Условие задания: Оформите весь материал ниже в виде таблицы Markdown со столбцами «№» и «Строка», где в первом столбце стоит порядковый номер, а во втором сама строка. Пустые строки в таблицу не включайте.

Исходные данные:
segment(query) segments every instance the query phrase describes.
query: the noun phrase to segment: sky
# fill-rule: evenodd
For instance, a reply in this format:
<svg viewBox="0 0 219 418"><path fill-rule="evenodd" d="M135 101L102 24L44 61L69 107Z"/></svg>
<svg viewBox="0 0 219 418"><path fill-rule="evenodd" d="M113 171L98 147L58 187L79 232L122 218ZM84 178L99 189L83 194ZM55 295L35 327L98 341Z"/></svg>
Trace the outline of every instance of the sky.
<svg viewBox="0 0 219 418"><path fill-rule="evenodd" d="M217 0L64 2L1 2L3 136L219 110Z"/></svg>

Результат выполнения:
| № | Строка |
|---|---|
| 1 | segment(query) segments every instance the query phrase describes. |
| 2 | query: the noun phrase to segment: sky |
| 3 | # fill-rule: evenodd |
| 4 | For instance, a reply in this format: |
| 5 | <svg viewBox="0 0 219 418"><path fill-rule="evenodd" d="M135 101L102 24L44 61L69 107Z"/></svg> |
| 6 | <svg viewBox="0 0 219 418"><path fill-rule="evenodd" d="M113 171L98 147L58 187L79 232L122 218ZM84 178L99 189L83 194ZM55 295L35 327L98 341Z"/></svg> |
| 7 | Trace the outline of every instance of the sky. |
| 8 | <svg viewBox="0 0 219 418"><path fill-rule="evenodd" d="M217 0L64 2L1 2L3 136L219 110Z"/></svg> |